BEGIN

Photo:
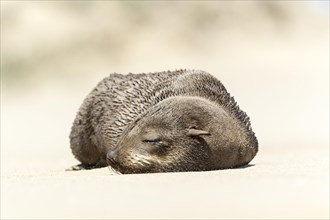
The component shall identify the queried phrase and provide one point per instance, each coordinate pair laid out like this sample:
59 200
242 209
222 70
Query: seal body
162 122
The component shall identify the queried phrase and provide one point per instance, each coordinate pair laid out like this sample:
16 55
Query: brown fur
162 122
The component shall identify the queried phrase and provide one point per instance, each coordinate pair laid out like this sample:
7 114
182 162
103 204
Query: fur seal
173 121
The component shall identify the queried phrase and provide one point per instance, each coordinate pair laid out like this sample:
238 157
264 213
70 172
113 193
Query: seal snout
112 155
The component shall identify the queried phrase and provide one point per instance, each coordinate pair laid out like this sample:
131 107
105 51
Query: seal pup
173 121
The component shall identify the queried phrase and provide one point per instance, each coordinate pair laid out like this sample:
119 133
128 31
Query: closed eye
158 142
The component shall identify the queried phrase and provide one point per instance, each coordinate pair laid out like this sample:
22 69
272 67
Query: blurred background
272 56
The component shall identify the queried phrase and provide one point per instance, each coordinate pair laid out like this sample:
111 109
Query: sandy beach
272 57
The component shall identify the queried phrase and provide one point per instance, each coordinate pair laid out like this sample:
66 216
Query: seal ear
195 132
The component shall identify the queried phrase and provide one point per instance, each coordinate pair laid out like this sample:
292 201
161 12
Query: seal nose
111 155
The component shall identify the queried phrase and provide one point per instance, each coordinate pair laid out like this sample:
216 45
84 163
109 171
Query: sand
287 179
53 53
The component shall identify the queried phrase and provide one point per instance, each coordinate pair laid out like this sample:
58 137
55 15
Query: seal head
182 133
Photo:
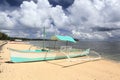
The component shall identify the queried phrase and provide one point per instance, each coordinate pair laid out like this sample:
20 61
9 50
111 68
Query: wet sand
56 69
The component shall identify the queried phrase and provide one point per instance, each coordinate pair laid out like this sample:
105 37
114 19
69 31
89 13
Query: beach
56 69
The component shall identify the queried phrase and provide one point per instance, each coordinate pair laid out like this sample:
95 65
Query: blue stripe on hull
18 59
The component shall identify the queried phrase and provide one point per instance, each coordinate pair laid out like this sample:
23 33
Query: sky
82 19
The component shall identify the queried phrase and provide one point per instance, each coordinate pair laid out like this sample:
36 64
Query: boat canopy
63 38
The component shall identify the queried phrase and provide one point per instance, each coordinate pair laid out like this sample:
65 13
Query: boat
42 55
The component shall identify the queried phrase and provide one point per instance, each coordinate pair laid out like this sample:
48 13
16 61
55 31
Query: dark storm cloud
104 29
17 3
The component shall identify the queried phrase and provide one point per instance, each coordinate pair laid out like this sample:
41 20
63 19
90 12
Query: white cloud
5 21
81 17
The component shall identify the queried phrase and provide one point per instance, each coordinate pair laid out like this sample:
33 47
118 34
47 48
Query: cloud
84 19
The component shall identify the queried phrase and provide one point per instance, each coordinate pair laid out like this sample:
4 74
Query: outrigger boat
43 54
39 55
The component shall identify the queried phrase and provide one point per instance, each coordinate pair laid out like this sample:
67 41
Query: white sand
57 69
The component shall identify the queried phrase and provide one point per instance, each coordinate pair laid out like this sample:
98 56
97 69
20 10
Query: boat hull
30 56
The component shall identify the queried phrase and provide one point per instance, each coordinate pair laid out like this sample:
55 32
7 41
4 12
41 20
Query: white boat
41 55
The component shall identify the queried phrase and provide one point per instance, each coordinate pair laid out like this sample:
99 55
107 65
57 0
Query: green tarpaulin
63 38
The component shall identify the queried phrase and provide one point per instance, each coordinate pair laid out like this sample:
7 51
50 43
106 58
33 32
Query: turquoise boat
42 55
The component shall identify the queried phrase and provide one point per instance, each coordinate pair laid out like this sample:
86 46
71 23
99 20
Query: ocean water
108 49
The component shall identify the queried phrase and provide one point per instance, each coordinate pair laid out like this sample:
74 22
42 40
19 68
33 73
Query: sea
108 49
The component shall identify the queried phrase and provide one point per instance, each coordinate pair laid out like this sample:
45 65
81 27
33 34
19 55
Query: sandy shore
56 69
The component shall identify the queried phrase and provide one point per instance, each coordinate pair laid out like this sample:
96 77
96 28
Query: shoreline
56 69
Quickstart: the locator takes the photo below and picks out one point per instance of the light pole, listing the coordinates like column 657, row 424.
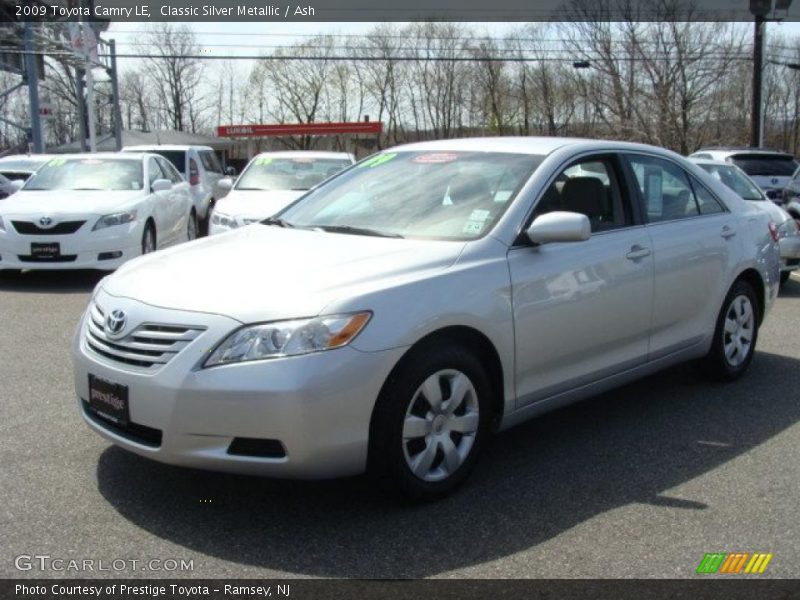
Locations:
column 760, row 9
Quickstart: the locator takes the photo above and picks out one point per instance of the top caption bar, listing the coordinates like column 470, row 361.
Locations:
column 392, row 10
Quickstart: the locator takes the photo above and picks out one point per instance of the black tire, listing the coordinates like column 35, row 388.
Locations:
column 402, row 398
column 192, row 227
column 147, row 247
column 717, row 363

END
BEGIN

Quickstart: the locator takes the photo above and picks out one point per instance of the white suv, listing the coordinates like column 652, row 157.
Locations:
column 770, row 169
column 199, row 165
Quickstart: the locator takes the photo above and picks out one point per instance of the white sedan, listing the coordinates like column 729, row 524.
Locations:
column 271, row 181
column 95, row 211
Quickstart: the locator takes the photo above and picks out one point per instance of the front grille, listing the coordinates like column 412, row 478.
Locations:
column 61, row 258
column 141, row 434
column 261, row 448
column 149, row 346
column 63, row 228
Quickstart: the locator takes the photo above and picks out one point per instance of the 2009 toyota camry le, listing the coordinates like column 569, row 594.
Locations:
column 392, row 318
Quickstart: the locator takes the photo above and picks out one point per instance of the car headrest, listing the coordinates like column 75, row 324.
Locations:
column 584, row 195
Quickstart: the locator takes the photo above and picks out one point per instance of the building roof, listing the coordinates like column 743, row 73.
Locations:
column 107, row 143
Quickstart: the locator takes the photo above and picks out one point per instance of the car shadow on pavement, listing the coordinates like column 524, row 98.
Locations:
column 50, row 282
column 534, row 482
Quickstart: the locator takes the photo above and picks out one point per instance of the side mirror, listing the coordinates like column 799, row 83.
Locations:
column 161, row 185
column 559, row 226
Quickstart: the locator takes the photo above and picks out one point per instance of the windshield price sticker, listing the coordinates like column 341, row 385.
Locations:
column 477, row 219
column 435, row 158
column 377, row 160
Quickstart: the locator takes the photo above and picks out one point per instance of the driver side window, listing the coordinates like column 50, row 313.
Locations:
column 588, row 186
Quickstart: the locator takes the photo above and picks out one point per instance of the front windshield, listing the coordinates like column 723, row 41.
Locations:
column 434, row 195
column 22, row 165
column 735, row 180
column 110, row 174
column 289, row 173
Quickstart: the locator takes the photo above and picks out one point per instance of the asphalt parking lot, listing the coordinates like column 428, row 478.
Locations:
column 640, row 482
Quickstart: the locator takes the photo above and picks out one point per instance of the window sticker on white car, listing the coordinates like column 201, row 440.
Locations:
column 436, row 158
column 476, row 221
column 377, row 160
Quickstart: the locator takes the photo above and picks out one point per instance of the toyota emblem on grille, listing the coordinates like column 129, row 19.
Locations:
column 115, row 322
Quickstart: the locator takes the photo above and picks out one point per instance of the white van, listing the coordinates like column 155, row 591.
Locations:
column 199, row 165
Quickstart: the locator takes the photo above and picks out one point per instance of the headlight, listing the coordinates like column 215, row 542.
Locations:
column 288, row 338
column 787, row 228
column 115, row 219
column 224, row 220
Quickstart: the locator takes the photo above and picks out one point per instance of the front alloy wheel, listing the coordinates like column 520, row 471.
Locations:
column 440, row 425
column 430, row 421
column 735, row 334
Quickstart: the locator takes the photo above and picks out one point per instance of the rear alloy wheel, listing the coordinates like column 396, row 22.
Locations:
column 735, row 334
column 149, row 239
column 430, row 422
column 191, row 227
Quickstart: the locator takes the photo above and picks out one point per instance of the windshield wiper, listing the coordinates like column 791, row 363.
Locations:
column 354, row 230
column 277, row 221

END

§ Task
Nothing but lines that contain "grille" should appear in the answer. Copy each from the records.

§ Answer space
Quickstart: the locator takes the photo above and picks out one point per instance of the front grille, listing the coordinates like column 412, row 478.
Quickstart: the locator takes the photo above and picks out one point per instance of the toyota emblem on grille, listing the coordinates like column 129, row 19.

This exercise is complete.